→ Task input
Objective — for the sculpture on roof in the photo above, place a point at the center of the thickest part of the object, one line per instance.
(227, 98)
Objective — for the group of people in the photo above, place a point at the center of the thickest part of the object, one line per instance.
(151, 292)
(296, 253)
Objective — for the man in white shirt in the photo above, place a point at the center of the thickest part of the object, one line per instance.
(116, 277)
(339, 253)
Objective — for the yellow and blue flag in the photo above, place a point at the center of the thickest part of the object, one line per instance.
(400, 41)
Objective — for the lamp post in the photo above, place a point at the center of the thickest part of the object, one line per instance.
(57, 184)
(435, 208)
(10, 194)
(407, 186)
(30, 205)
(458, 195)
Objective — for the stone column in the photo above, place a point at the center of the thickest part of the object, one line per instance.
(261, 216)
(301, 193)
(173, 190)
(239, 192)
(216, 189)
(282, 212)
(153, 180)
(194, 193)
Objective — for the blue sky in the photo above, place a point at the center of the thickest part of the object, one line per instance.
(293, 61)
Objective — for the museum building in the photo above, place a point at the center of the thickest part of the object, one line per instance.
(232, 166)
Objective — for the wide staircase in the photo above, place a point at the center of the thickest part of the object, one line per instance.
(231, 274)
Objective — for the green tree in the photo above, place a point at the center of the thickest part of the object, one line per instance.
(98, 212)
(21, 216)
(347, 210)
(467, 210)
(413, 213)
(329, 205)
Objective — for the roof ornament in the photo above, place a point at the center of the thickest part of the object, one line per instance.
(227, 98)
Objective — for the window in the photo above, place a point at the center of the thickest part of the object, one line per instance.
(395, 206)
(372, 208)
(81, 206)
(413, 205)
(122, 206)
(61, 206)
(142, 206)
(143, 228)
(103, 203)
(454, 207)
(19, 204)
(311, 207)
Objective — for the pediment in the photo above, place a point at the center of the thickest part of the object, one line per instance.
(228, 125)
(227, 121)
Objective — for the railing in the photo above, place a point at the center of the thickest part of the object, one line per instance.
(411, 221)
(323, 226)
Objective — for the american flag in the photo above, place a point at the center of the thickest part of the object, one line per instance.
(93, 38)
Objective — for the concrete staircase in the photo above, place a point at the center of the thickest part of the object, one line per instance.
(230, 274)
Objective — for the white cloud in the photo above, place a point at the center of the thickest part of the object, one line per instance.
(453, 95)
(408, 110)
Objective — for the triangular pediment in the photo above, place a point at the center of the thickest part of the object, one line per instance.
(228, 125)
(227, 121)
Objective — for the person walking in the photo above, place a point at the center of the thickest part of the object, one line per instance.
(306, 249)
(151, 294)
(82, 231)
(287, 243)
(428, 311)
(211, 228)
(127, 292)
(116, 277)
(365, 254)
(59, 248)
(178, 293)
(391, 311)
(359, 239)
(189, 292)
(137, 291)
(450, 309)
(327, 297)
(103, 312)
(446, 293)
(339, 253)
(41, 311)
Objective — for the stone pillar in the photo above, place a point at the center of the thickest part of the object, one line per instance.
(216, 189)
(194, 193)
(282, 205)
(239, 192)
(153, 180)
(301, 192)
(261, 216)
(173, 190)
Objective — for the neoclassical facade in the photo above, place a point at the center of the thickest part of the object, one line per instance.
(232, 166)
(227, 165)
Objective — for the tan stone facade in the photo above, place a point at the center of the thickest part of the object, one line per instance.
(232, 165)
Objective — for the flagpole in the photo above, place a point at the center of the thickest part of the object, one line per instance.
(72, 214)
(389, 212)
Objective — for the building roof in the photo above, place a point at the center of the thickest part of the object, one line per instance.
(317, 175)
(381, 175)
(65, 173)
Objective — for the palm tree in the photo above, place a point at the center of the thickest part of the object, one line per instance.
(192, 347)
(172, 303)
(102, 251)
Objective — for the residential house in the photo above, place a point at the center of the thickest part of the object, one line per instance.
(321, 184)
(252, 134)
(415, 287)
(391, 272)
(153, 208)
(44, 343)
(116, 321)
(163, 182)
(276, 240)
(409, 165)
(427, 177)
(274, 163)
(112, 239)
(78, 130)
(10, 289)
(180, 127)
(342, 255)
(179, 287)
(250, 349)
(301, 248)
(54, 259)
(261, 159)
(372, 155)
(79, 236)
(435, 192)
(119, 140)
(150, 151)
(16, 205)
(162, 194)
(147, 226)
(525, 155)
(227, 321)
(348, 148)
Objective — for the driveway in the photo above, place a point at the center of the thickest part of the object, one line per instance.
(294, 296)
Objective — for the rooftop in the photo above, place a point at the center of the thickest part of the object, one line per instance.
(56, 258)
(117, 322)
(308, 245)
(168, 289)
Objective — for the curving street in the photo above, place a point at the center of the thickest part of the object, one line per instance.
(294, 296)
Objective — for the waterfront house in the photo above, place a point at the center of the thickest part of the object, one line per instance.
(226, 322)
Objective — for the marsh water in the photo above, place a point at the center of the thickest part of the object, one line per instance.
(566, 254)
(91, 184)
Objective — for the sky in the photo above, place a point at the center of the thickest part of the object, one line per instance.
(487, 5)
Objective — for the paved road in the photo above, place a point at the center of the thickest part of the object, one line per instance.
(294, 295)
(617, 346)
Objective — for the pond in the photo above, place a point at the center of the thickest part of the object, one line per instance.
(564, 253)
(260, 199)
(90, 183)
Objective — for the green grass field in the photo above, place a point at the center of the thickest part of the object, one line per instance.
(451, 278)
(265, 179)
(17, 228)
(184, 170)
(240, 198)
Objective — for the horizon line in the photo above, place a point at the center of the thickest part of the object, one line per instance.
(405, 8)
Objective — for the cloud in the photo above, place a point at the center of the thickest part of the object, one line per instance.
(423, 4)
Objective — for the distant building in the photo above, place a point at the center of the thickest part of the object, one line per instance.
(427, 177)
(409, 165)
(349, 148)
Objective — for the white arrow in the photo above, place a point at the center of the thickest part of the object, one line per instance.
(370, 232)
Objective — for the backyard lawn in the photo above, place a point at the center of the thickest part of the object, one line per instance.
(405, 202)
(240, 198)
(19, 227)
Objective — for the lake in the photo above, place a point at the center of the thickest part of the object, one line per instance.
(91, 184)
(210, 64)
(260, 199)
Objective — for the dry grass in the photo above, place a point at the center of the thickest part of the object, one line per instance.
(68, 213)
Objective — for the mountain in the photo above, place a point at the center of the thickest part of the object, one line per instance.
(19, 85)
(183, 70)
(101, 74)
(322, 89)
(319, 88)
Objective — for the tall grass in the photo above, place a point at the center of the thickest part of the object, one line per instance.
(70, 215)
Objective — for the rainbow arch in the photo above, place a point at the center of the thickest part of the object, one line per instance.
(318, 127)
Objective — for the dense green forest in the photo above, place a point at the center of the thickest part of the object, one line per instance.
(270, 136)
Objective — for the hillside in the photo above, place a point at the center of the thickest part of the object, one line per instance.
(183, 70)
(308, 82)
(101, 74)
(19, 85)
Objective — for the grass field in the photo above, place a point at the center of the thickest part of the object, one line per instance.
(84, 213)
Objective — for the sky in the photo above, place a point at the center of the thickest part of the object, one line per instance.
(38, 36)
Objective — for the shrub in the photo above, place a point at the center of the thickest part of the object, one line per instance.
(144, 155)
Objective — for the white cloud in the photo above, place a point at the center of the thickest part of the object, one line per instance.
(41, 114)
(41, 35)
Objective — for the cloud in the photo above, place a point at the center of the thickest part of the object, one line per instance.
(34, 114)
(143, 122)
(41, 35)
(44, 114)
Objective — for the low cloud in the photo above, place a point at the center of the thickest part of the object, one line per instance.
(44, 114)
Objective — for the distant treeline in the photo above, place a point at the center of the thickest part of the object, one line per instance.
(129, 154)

→ Problem to work on
Please reproduce the listing exactly, keeping every line as it is.

→ Exercise answer
Objective — for the sculpture on roof in the photo above, place a point at the center of the thickest part of the object, one line per instance.
(227, 98)
Objective — for the group of people in the photo above, place a point at the center of the thickest part of the object, one line per instance.
(151, 292)
(296, 253)
Objective — for the man in white shirt in the photo above, place a point at the center of the thickest part of the object, one line per instance.
(116, 277)
(339, 253)
Objective — for the yellow and blue flag in the photo above, place a point at the center of the thickest part of the object, one line per instance.
(400, 41)
Objective — for the lamp post in the photo above, place a point at the center of the thickest part of the object, one line per instance.
(57, 184)
(435, 208)
(10, 194)
(407, 186)
(30, 205)
(458, 195)
Objective — for the stone column in the photo above, place a point at the center of the thickest part of the object, one line per instance.
(261, 216)
(301, 193)
(173, 190)
(239, 192)
(216, 189)
(282, 212)
(153, 180)
(194, 193)
Objective — for the blue sky in the photo above, place a point at the center of the thickest part of the object, one line per instance.
(293, 61)
Objective — for the museum building in the photo above, place a point at the center of the thickest part of the object, one line per instance.
(232, 166)
Objective — for the wide staircase in the photo above, place a point at the center of the thickest part of the object, one line per instance.
(231, 274)
Objective — for the green tree in the photo above, place a point at the center of the thickest part of the object, one line per instance.
(98, 212)
(21, 216)
(347, 210)
(467, 210)
(413, 213)
(329, 205)
Objective — for the roof ornament in the photo above, place a point at the center of the thickest part of the object, one line per instance.
(227, 98)
Objective — for the window in the photo above, place a point at the center of the thickest part of the object, one line per instance.
(395, 206)
(372, 208)
(81, 206)
(413, 205)
(122, 206)
(61, 206)
(142, 206)
(143, 228)
(103, 203)
(454, 207)
(19, 204)
(311, 207)
Objective — for the pediment in the photo above, place a point at the center of the thickest part of the object, one line per instance.
(228, 125)
(227, 121)
Objective — for the railing in the photo above, place a point at the center of the thickest part of the object, one line per instance.
(411, 221)
(323, 226)
Objective — for the american flag in the photo above, place a point at the center of the thickest part of the object, one line per instance.
(93, 38)
Objective — for the concrete staircase in the photo above, place a point at the center of the thickest part of the object, one line per instance.
(230, 274)
Objective — for the white cloud in the photo above, place a point at the center of the thickest part of the object, one line per instance.
(453, 95)
(408, 110)
Objective — for the triangular pediment in the photo above, place a point at the center of the thickest part of the object, one line per instance.
(228, 125)
(227, 121)
Objective — for the person walking in the photo above, place a point at the center of the thickest part of the object, one line per instance.
(306, 249)
(151, 294)
(82, 231)
(287, 243)
(428, 311)
(211, 228)
(127, 292)
(116, 277)
(365, 254)
(59, 248)
(178, 293)
(391, 311)
(359, 239)
(189, 292)
(137, 291)
(450, 309)
(327, 297)
(103, 312)
(446, 293)
(339, 253)
(41, 311)
Objective — for the stone pillar in the photo above, place a point at the center of the thickest part of the object, one line per instance.
(216, 189)
(194, 193)
(282, 205)
(239, 192)
(153, 180)
(301, 192)
(261, 216)
(173, 190)
Objective — for the neoclassical facade in the photo above, place a point at the center of the thickest part of the object, one line per instance.
(232, 166)
(227, 165)
Objective — for the tan stone facade in the photo above, place a point at the center of the thickest part of the object, one line per instance.
(232, 165)
Objective — for the flagpole in the photo above, place a point at the center of the thickest part of the object, one line per instance.
(72, 214)
(389, 212)
Objective — for the building roof in the photo above, place a point at the center of the thickest part of the object, one line per instance.
(317, 175)
(381, 175)
(65, 173)
Objective — for the palm tree in the photo above, place a point at the center of the thickest part of the object, one line per instance.
(192, 347)
(172, 303)
(102, 251)
Objective — for the residential house in the photo above, place a point at the center of the thickest part of the object, one line per instance.
(321, 184)
(252, 134)
(415, 287)
(391, 272)
(153, 208)
(44, 343)
(116, 321)
(163, 182)
(276, 240)
(409, 165)
(427, 177)
(274, 163)
(112, 239)
(78, 130)
(10, 289)
(180, 127)
(342, 255)
(179, 287)
(250, 349)
(301, 248)
(54, 259)
(261, 159)
(372, 155)
(79, 236)
(435, 192)
(119, 140)
(150, 151)
(16, 205)
(162, 194)
(147, 226)
(525, 155)
(227, 321)
(348, 148)
Objective — for the driveway in the photo above, place a point at the center of the thickest part of the object, one line per instance.
(294, 296)
Objective — for the rooftop in the photo above, place a point at the center of the thickest part of the object, one line per instance.
(56, 258)
(117, 322)
(308, 245)
(168, 289)
Objective — for the curving street in the photo above, place a point at the center of the thickest part of the object, one line per instance.
(294, 296)
Objective — for the waterfront house in the photo above, place a point at the center of the thickest part of the object, one line per instance.
(226, 322)
Objective — for the marsh water in the photo above, place a point at the center of the thickest part of the object, one line per instance.
(566, 254)
(91, 184)
Objective — for the sky in the photo above, place a point at the center of the thickest part of the object, one line per instance.
(487, 5)
Objective — for the paved road in the photo above, place a point at the center of the thickest part of the object, one line per instance.
(294, 295)
(617, 346)
Objective — for the pond in the photo above, place a point at the center of the thickest part of the object, one line per instance.
(564, 253)
(260, 199)
(90, 183)
Objective — for the green grass field in the photo above, place a point at the center of the thickest part of the object, one line per instance.
(451, 278)
(265, 179)
(17, 228)
(184, 170)
(240, 198)
Objective — for the horizon line in the photo above, place a point at the center of the thickest part of the object, one line per instance.
(405, 8)
Objective — for the cloud in the photo above, place a point at the center of the thickest part of the object, one line per instance.
(423, 4)
Objective — for the distant building in the photo above, place a point at the center of the thickest part of the object, one line per instance.
(427, 177)
(409, 165)
(349, 148)
Objective — for the white arrow in the photo above, place a point at the center of the thickest part of the object, one line per instance.
(370, 232)
Objective — for the backyard lawn in the photo above, place a point at the center of the thickest part of the object, one line per instance.
(405, 202)
(240, 198)
(19, 227)
Objective — for the lake in the photo above, place a point at the center of the thickest part of the object, one line per instance.
(91, 184)
(210, 64)
(260, 199)
Objective — for the dry grass in the photo above, place a point at the center of the thickest part of the object, one line per instance.
(68, 213)
Objective — for the mountain in the photo above, place a point at the center of the thickest part of the object, one line per instance.
(19, 85)
(183, 70)
(101, 74)
(322, 89)
(319, 88)
Objective — for the tall grass in the photo above, place a point at the center of the thickest part of the object, one line per instance.
(70, 215)
Objective — for the rainbow arch in the photo above, place a point at the center of the thickest part of the object, one line per instance.
(318, 127)
Objective — for the dense green forest in the photo above, place a point at the center of the thickest part of the object, one line per instance.
(270, 136)
Objective — for the hillside in the photo above, place a point at the center of the thickest part of the object, one line per instance.
(183, 70)
(308, 82)
(101, 74)
(19, 85)
Objective — for the grass field in the photo above, place a point at the center of the thickest part of the object, one line per instance.
(84, 213)
Objective — for the sky in the photo above, place a point at the center of the thickest part of the object, one line per instance.
(38, 36)
Objective — for the shrub in the photo above, place a point at the center of the thickest part of the object, one line per instance.
(144, 155)
Objective — for the white cloud in the photo above, place a point at the center of the thickest part of the object, one line per instance.
(41, 114)
(41, 35)
Objective — for the cloud in the photo above, place a point at the center of the thickest part of the object, one line per instance.
(34, 114)
(143, 122)
(41, 35)
(44, 114)
Objective — for the low cloud in the photo above, place a point at the center of the thickest part of the object, one line per instance.
(44, 114)
Objective — for the distant treeline in the photo above, place a point at the center of the thickest part of the object, one line per instance.
(129, 154)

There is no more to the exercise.